** BEGIN TEXT TO READ **

I continue to due my chores and hear about it when things aren’t up to snuff.  Not that my wife bitches at me.  She just points out that things are dirty or need to get done or whatever.  She still emails me assignments as she sees fit.  While her sister and her family were visiting us this past weekend we acted totally normal, which means we were ourselves in our arrangement.  While sitting at dinner my wife would let me know if she wanted more of anything or a drink refill, as well as asking our guests.  I, of course, would get it.  Aside from noticing a pleasant change in my demeanor, I don’t think they suspect there was anything out of the ordinary going on.  They are a very “equal” couple themselves.  My brother-in-law even cleaned up after dinner one night while the rest of us were doing other things.  The next time he attempted it, though, my wife called out to me to not let him and that I should do it.  We just shrugged at each other and he went to find something else to do while I cleaned up.  There was really nothing awkward about it.  It all seemed very “normal”.

So, that seems to be the situation at the moment.  I’m very much wife led and loving it, but it doesn’t feel kinky any more.  I’m sure I’ll have moments of subspace again, and I’m sure my wife will occasionally feel the desire to be more outwardly Dominant.  In the mean time it’s kind of nice to know that at this point everything we’re doing is really all for her.  My proof is in the knowledge that I’m not getting off on it anymore.  At least not in the kinky way.  I’m getting off on knowing she’s happy and being completely in love with her.

——————–

For the OC/OD statisticians out there, despite my wife’s suggestion that she might up my regularity of orgasms so that I would have more than 24 this year, I’ve only had one this month and that was two weeks ago.

Happy New Year

Well, things were a bit hectic over the holidays.  I can’t believe it’s been almost a month since my last post.  It’s not that nothing has been going on, just that I haven’t had a lot of computer time (or when I have my wife’s been around and that would be awkward…).  Anyway, just a quick update for now with some more coming in the following days.

I informed my wife New Years Day evening, after being used for some super hot sex (no, I didn’t get to), that I had a total of 24 orgasms the previous year.

“Wow!  Is that all?  You averaged one every two weeks…”, was her response.

I told her that it did indeed average out that way, but that there were three months where I only had one orgasm and three months where I had three orgasms.  She told me she thought my keeping stats was a little strange, but that she would think about upping my average for this year.  I told her I would appreciate that.

** END TEXT TO READ **

:: WHAT TO PRODUCE ::
Answer these from the post:
1. Who was visiting the couple this past weekend?
2. The second time the brother-in-law attempted to clean up after dinner, who did the wife say should do it instead?
3. How long had it been since the writer's previous post when the "Happy New Year" entry was written?
None of the records have anything to do with this.

** BEGIN GIVEN ENTRIES **

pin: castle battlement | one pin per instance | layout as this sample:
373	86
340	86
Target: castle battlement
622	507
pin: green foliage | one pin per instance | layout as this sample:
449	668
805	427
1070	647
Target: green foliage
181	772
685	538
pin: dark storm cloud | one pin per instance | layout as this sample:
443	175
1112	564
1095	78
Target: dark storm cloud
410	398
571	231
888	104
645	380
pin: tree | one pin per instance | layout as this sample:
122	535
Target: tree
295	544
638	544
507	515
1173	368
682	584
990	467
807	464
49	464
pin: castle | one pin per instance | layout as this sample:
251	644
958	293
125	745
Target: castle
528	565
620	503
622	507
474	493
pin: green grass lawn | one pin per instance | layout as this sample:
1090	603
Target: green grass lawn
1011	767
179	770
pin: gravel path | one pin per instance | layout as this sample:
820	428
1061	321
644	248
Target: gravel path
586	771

** END GIVEN ENTRIES **

:: COMPLETE ANSWER ::
1. The wife's sister and her family.
2. The writer.
3. Almost a month.